__PAGE TEXT__:

— Begin —

Plaintiffs contend that defendants’ restrictions of their religious freedoms violate four separate provisions of federal law and the United States Constitution:

(1) The free exercise clause of the First Amendment, through 42 U.S.C. § 1983;
(2) RFRA, 42 U.S.C. § 2000bb:
(3) The American Indian Religious Freedom Act (“AIRFA”), 42 U.S.C. § 1996; and
(4) The Indian Civil Rights Act, 25 U.S.C. §§ 1301-1303.

Plaintiffs seek to be permitted to worship with their sacred items, to be permitted to worship outside during the daylight hours, and to have the same worship time as other religions, at least two hours per week. Plaintiffs also demand $75,000 in compensatory damages.

II. Findings of Fact

We adopt the factual findings of the magistrate and write further only to summarize. Until early 1995 no prisoner at WCC had *801 requested permission to practice the Native American Religion. Upon the request of a prisoner, the warden at WCC in February 1995 permitted eleven or twelve prisoners to practice the Native American Religion. Later in 1995, however, the warden feared that “maybe more of a gang or organization was being formed.” The warden sought guidance from the Louisiana Department of Corrections and Richard Stalder, the Secretary of the Louisiana Department of Corrections. The Department of Corrections accordingly promulgated guidelines for Native American religious programming. WCC adopted the religious guidelines as its own policy on 15 October 1995. The WCC policy at issue states:

In order to provide parameters for the development of Native American religious programs, the following guidelines are suggested as a basis for your institutional procedures:
A) The program will only be available to Native American inmates who:
1) Have a Bureau of Indian Affairs number; or
2) Are ethnically Native American.
B) Ceremonial feathers will be allowed during Sacred Circle Services only, and will be secured in the Chaplain’s office when not in use.
C) For security purposes, headbands will be allowed during Sacred Circle Services only, and will be secured in the Chaplain’s office when not in use.
D) A drum may be used during the Sacred Circle Ceremony.

— End —

__EXERCISES__:
- a) Answer these from the court opinion:
(i) How much in compensatory damages do the plaintiffs demand?
(ii) On what date did WCC adopt the religious guidelines as its own policy?
(iii) Where are ceremonial feathers kept when they are not in use?
- b) Return the passage of the court opinion from "B) Ceremonial feathers" down to "Sacred Circle Ceremony.", copied word for word.
Use only the court opinion to answer.

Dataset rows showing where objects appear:

— Begin —

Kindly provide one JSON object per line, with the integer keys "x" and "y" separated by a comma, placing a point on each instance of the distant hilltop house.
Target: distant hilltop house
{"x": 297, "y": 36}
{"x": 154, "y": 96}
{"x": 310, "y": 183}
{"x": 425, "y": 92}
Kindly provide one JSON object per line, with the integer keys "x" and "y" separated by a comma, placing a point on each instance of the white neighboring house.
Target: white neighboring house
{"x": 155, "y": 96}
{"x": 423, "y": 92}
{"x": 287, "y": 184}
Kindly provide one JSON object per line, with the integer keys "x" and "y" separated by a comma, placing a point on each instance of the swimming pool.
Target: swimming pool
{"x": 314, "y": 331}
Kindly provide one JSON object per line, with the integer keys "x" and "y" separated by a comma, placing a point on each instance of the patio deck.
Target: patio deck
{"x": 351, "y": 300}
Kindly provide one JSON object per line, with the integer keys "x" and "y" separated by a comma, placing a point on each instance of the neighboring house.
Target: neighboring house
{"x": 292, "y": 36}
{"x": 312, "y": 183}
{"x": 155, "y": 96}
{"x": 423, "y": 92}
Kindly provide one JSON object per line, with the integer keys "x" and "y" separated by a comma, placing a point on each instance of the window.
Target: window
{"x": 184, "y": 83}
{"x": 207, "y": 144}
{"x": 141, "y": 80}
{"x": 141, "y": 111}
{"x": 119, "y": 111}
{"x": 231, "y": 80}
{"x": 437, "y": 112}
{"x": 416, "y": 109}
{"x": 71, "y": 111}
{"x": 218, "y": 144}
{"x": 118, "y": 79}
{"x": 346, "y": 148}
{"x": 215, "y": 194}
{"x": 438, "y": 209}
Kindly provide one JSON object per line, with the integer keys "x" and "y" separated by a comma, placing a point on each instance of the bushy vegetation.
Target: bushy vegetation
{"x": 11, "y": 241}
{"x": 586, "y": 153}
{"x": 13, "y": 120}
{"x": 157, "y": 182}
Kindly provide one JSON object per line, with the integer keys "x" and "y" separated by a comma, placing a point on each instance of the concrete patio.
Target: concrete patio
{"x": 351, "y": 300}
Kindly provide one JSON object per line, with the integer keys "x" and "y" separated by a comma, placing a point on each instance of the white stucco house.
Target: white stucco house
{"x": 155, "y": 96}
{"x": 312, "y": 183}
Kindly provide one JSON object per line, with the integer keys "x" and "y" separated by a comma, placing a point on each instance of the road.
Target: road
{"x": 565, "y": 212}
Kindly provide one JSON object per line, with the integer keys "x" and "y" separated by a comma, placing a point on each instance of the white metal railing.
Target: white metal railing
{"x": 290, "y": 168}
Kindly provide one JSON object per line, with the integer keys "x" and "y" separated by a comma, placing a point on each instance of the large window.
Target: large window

— End —

__PROBLEM SOLUTIONS__:
- a)
(i) $75,000
(ii) 15 October 1995
(iii) In the Chaplain's office

- b)
B) Ceremonial feathers will be allowed during Sacred Circle Services only, and will be secured in the Chaplain’s office when not in use.
C) For security purposes, headbands will be allowed during Sacred Circle Services only, and will be secured in the Chaplain’s office when not in use.
D) A drum may be used during the Sacred Circle Ceremony.